»»
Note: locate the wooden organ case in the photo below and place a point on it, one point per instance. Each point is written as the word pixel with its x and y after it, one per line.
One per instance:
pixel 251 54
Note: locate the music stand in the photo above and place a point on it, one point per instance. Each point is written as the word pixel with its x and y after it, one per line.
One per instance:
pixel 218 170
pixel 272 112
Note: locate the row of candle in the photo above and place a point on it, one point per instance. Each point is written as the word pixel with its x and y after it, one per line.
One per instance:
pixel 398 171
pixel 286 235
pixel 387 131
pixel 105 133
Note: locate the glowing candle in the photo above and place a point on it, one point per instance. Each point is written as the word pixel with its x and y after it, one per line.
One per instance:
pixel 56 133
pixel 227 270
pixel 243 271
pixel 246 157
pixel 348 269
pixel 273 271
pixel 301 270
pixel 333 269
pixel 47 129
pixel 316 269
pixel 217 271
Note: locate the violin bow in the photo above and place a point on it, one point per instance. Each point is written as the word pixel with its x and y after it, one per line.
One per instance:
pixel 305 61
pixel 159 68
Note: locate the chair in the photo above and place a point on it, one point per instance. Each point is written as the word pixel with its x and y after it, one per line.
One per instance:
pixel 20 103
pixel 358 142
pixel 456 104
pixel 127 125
««
» Your task
May I have the entries returned exactly, with every line in place?

» Answer to the problem
Note: locate the wooden organ case in the photo below and place a point on it, one point per instance. Each point is written as the word pixel with its x and y after it, one per line.
One per instance:
pixel 251 54
Note: locate the music stand in the photo above and place a point on it, one point per instance. Each point is written as the word pixel with its x and y after it, one per line.
One per instance:
pixel 218 170
pixel 272 112
Note: locate the row of candle in the photo above and place a point on it, one point per instance. Each point is written as the word pixel with its x and y after it, one per line.
One per instance:
pixel 398 171
pixel 286 235
pixel 387 131
pixel 105 133
Note: locate the glowing candle in the photo above and place a point on it, one point per instance. Each point is written as the word pixel with its x and y after it, one per line.
One per instance:
pixel 56 133
pixel 227 270
pixel 243 271
pixel 246 157
pixel 348 269
pixel 273 271
pixel 301 270
pixel 333 269
pixel 47 129
pixel 316 269
pixel 217 271
Note: locate the violin bow in the photo above and place a point on it, one point per instance. Each point is written as the word pixel with its x and y after it, one per line.
One per instance:
pixel 305 61
pixel 159 68
Note: locate the chair in the photo above and place a point on it, one point per instance. Each point is written as the word pixel with its x and y after it, one per line.
One per instance:
pixel 20 103
pixel 358 142
pixel 456 104
pixel 127 125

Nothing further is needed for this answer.